INSTRUÇÕES ▸
1. Liste todos os dias da semana citados no texto sobre as manifestações de rua.
2. Prossiga com o texto sobre as manifestações de rua a partir do ponto em que ele termina.

Quinta, 20 de junho de 2013
Por Ivan de Carvalho
     Salvador certamente aguarda com intensa expectativa a manifestação popular anunciada para hoje, começando às 14 horas com uma concentração no Campo Grande, de onde sairá uma passeata que pretende chegar – mas dificilmente conseguirá – ao estádio da Fonte Nova, onde ocorrerá a primeira partida válida pela Copa das Confederações em Salvador, entre Uruguai e Nigéria.

         
        Desde a noite de terça-feira e durante a quarta-feira, em várias capitais e Estados foram anunciadas reduções do preço das passagens de ônibus, que, como se sabe, foram a gota d’água para a deflagração da surpreendente onde de manifestações de rua. Estas se alastram pelo país, já atingindo não somente cerca de metade das capitais como se estendendo a cidades do interior em vários Estados.

         
       O apressado anúncio da redução das passagens que haviam sido majoradas para tentar acalmar as multidões tem sido a regra geral, mas há que registrar honrosas exceções. Algumas reduções ocorreram antes da deflagração do movimento popular, por decisão espontânea das autoridades responsáveis. No caso de Salvador, o prefeito ACM Neto prometera que não aumentaria o preço das passagens de ônibus e não o fez. Cumprindo a promessa, não se tornou um alvo do movimento.

ITENS DE DADOS ▸
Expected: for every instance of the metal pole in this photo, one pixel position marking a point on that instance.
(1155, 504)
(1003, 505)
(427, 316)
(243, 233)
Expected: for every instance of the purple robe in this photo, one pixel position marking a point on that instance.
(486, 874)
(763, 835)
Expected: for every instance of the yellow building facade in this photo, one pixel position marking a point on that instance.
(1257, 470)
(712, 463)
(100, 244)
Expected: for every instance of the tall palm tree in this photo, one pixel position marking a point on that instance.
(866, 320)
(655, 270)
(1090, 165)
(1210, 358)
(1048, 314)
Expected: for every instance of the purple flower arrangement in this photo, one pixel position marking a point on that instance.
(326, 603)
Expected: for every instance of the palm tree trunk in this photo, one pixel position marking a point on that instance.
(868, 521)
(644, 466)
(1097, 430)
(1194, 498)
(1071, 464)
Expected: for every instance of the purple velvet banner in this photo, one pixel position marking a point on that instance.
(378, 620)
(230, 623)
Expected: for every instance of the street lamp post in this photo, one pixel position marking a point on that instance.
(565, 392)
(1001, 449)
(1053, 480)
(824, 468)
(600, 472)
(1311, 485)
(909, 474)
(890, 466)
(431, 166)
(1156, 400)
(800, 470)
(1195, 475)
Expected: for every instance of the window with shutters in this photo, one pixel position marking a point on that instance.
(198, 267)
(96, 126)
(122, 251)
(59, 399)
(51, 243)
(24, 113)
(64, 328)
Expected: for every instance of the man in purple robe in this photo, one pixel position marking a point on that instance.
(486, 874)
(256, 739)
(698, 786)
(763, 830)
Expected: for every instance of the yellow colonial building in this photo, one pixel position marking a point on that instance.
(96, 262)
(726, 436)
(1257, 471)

RESPOSTAS ESPERADAS ▸
1. Quinta-feira, terça-feira e quarta-feira.

2.
        O jogo da apressada redução das passagens de ônibus – e, em São Paulo, do metrô e dos trens – como uma forma de esvaziar as manifestações de rua pode funcionar ou não. Será precisa aguardar o efeito dessa redução. Isto porque, como logo ficou claro, o aumento das passagens foi a gota d’água que fez transbordar o copo de amarguras que vem sendo servido à nação. Mas o copo, retirando-se essa gota, continuará cheio.


        Aí estão os gastos supérfluos de mais de R$ 7 bilhões só para os estádios construídos ou reformados para atender às exigências da Fifa, uma organização mais do que suspeita sob o aspecto da honestidade. A realização da Copa do Mundo deverá custar, informa o excelente e conceituado site Contas Abertas, 28 bilhões de reais. Muitas iniciativas aí incluídas seriam úteis depois, mas apenas 12,7 por cento disso foi executado e menos da metade, contratado.


        Mas, quanto aos 12 estádios, 60 por cento das obras estão executadas e 96 por cento contratadas. Aí o dinheiro está entrando firme e a administração pública está se mexendo com agilidade, embora haja reclamações de que em certos casos há demasiada agilidade em relação aos recursos financeiros.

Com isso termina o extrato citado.